● BRIEF
In the thread below about provider directory structure, why does the first writer say the common providers (compat, io, sql and so on) must keep a nested structure? Answer in one to three sentences.

We still will have to keep common-{compat/io/sql/...?} providers with
nested structure, as
they aren't "compat" provider, but "common-compat" provider - without the
nested name it
does not make sense IMO.

śr., 8 sty 2025 o 18:21 Jarek Potiuk <ja...@potiuk.com> napisał(a):

> Can you give an example of what might break why having
> `providers/aapche-beam/src/airflow/providers/apache/beam`?
>
> Nothing will break. It's just:
>
> * the code will have to be a little more complex as it will have to do some
> conditional writes of "-" "/"

● COLLECTED DATA
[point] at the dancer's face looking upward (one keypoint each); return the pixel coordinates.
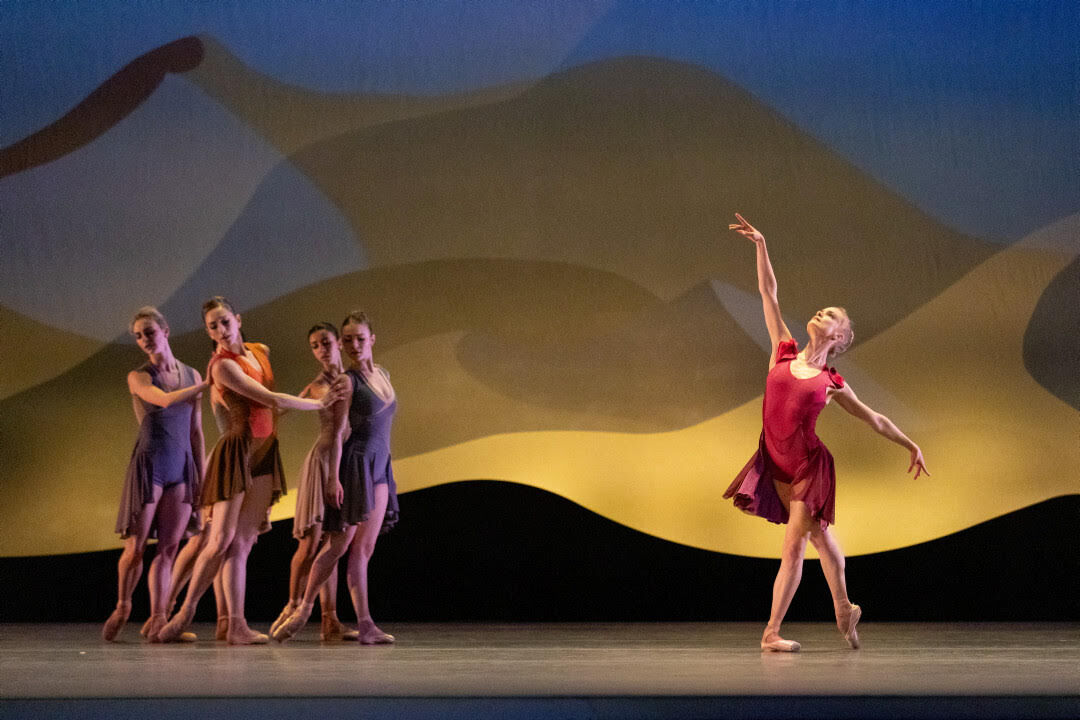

● RESULT OF THIS TASK
Such a provider is not a "compat" provider but a "common-compat" provider. In the writer's opinion, the name does not make sense without the nested part.